**Task 1**
In the draft profile below, which pick did the Toronto Maple Leafs use to select Rodion Amirov?
**Task 2**
Output the stretch of the Amirov draft profile from "Nationality: Russian" through "in 10 contests.".
**Task 3**
Using the Amirov draft profile below, decide whether each statement agrees with it. Answer yes or no for each, and quote the words that decide it. (a) Amirov plays left wing. (b) Amirov scored 10 goals in the KHL during the 2019-20 season. (c) NHL Central Scouting ranked Amirov first among European skaters on its final list.

─── Document extract

The Toronto Maple Leafs drafted Russian forward Rodion Amirov with the 15th pick in the 2020 NHL Draft.

Rodion Amirov

Position: Left wing
Height: 6-feet
Weight: 168 lbs
Age: 19
Club: Salavat Yulaev Ufa (KHL)
Nationality: Russian

GP G A P
21 0 2 2

Amirov barely produced in the KHL during the 2019-20 season, but he did rack up 10 goals and 22 points in 17 games at the junior level with Tolpar Ufa of Russia's MHL.

The promising forward played in three different leagues during that campaign, and he's already split time between the KHL and VHL - also known as the Supreme League, Russia's second-highest level of pro hockey - in 2020-21.

Despite that lack of continuity, Amirov has looked more comfortable early during the new season. He's posting better offensive numbers, particularly in the KHL, where he's notched three goals and two assists in 10 contests.

NHL Central Scouting ranked him fifth among European skaters on its final list in April, pegging him as the highest-ranked Russian.

──────
─── Data supplied

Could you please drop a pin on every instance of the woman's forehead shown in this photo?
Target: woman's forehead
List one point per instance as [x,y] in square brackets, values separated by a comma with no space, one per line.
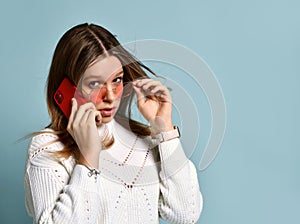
[104,69]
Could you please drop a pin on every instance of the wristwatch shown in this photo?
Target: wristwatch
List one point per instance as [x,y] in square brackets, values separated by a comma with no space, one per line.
[168,135]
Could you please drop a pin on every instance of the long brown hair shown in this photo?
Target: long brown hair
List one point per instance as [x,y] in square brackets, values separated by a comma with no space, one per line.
[75,51]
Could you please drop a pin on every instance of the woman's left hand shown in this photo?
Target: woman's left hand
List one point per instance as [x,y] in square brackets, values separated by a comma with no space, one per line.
[155,104]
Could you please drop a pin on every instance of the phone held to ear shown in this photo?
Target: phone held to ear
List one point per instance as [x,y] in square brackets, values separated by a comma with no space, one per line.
[64,94]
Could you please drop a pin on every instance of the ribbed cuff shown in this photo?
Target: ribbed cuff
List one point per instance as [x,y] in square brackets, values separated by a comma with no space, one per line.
[80,178]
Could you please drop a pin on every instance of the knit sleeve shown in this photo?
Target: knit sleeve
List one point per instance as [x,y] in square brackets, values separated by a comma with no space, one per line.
[180,197]
[53,193]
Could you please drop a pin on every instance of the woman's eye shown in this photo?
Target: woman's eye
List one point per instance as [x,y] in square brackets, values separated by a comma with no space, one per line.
[118,80]
[94,84]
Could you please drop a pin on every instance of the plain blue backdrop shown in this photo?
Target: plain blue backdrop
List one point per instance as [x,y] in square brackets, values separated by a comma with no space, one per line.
[253,47]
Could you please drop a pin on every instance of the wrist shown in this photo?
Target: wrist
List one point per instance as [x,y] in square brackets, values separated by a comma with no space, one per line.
[94,164]
[167,135]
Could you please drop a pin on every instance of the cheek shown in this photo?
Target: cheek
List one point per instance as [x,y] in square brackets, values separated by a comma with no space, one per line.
[119,91]
[97,96]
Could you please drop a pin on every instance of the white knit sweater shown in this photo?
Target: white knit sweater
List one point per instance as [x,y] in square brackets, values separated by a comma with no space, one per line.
[164,183]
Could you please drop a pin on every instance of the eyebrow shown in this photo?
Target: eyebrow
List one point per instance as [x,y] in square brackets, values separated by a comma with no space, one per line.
[97,76]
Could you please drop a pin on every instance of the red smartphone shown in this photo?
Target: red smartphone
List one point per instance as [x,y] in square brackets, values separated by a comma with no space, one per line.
[63,95]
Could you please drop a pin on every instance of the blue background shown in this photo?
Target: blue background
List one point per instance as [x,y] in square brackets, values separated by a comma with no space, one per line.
[253,48]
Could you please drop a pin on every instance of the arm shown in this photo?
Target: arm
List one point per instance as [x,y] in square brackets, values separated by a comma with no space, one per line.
[180,197]
[54,195]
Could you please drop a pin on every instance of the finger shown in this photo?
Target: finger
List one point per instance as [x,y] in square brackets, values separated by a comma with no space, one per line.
[161,91]
[81,111]
[72,115]
[140,82]
[85,116]
[98,117]
[139,93]
[148,85]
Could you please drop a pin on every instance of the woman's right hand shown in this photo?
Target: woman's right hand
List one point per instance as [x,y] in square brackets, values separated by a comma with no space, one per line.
[82,127]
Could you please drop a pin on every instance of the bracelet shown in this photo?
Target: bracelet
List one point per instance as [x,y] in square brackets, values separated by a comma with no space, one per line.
[168,135]
[92,172]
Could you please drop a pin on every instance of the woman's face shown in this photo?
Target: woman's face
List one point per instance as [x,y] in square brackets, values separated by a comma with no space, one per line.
[102,84]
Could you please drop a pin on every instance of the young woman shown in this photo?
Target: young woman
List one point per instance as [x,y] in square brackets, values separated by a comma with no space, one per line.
[96,164]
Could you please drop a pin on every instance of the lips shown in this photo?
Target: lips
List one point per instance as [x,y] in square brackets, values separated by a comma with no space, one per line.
[107,112]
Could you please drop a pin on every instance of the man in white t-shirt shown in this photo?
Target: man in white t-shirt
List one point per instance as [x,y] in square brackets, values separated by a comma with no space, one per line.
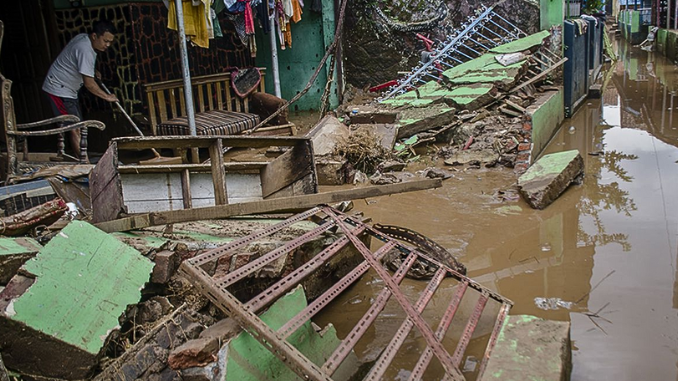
[75,67]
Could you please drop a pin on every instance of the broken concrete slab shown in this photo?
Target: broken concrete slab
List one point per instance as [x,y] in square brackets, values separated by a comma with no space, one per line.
[386,132]
[83,280]
[368,114]
[326,134]
[147,358]
[166,264]
[3,371]
[415,120]
[486,158]
[247,359]
[546,179]
[14,252]
[530,348]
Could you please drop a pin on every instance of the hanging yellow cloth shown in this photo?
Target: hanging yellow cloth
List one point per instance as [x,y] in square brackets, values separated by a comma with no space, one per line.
[296,17]
[195,22]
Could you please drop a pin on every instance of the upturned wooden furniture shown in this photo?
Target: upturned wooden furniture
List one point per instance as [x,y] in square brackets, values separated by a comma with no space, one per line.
[212,95]
[13,130]
[118,189]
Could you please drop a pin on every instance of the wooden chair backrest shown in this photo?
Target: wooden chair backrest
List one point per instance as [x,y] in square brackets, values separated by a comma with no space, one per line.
[210,92]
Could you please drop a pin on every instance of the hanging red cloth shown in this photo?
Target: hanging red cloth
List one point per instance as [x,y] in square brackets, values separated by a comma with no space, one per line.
[249,17]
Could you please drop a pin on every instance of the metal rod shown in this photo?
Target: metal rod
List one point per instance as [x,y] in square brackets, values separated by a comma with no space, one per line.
[235,245]
[445,322]
[503,311]
[469,329]
[339,354]
[314,307]
[188,90]
[259,330]
[274,55]
[283,285]
[443,356]
[260,262]
[387,356]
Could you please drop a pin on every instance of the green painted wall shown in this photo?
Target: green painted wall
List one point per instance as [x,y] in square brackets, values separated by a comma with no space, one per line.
[65,4]
[546,118]
[310,37]
[551,12]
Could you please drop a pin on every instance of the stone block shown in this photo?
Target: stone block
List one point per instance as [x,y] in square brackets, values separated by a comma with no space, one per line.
[14,252]
[331,171]
[83,280]
[326,134]
[548,178]
[530,348]
[166,263]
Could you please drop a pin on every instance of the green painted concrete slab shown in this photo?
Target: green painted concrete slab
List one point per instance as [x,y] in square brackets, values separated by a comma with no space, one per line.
[85,279]
[14,252]
[549,177]
[530,348]
[549,165]
[248,360]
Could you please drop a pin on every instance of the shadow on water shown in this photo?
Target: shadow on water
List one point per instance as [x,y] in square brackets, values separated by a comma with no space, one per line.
[603,256]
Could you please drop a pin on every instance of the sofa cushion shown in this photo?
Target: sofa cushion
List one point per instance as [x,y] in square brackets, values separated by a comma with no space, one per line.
[214,122]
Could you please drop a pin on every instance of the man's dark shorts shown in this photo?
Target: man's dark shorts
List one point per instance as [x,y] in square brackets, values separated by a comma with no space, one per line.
[64,106]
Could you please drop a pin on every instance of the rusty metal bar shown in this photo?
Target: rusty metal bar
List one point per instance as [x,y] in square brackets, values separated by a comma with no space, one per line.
[366,320]
[493,339]
[222,250]
[387,356]
[307,313]
[283,350]
[468,330]
[443,356]
[473,284]
[427,355]
[285,284]
[260,262]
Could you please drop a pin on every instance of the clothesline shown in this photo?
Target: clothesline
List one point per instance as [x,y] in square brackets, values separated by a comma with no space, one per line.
[201,20]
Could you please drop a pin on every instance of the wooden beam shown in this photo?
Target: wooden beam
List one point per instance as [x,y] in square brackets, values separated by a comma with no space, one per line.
[537,77]
[218,174]
[267,206]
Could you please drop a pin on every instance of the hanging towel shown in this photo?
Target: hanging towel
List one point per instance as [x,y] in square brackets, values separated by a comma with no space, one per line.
[195,22]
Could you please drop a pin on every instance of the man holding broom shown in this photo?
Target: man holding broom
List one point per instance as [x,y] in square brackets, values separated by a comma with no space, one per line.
[75,67]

──────

**Written solution 1**
The 15th pick in the 2020 NHL Draft.

**Written solution 2**
Nationality: Russian

GP G A P
21 0 2 2

Amirov barely produced in the KHL during the 2019-20 season, but he did rack up 10 goals and 22 points in 17 games at the junior level with Tolpar Ufa of Russia's MHL.

The promising forward played in three different leagues during that campaign, and he's already split time between the KHL and VHL - also known as the Supreme League, Russia's second-highest level of pro hockey - in 2020-21.

Despite that lack of continuity, Amirov has looked more comfortable early during the new season. He's posting better offensive numbers, particularly in the KHL, where he's notched three goals and two assists in 10 contests.

**Written solution 3**
(a) Yes: "Position: Left wing"
(b) No: "Amirov barely produced in the KHL during the 2019-20 season, but he did rack up 10 goals and 22 points in 17 games at the junior level with Tolpar Ufa of Russia's MHL."
(c) No: "NHL Central Scouting ranked him fifth among European skaters on its final list in April"